[Natural language region descriptions]

>>>

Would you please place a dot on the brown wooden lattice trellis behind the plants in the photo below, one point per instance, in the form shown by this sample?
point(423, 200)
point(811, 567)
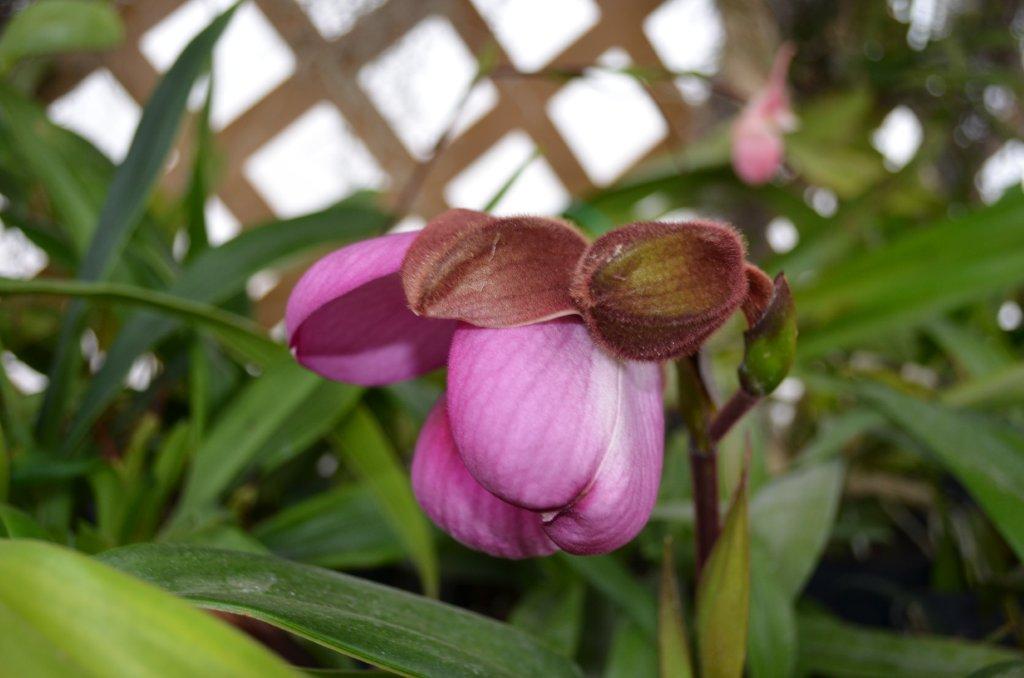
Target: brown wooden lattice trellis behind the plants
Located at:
point(327, 70)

<<<

### Problem requirements
From the line with "Target: brown wooden" to the final line of the data above, please reproduce every line exactly and add nothing.

### Written answer
Target: brown wooden lattice trellis behind the plants
Located at:
point(327, 70)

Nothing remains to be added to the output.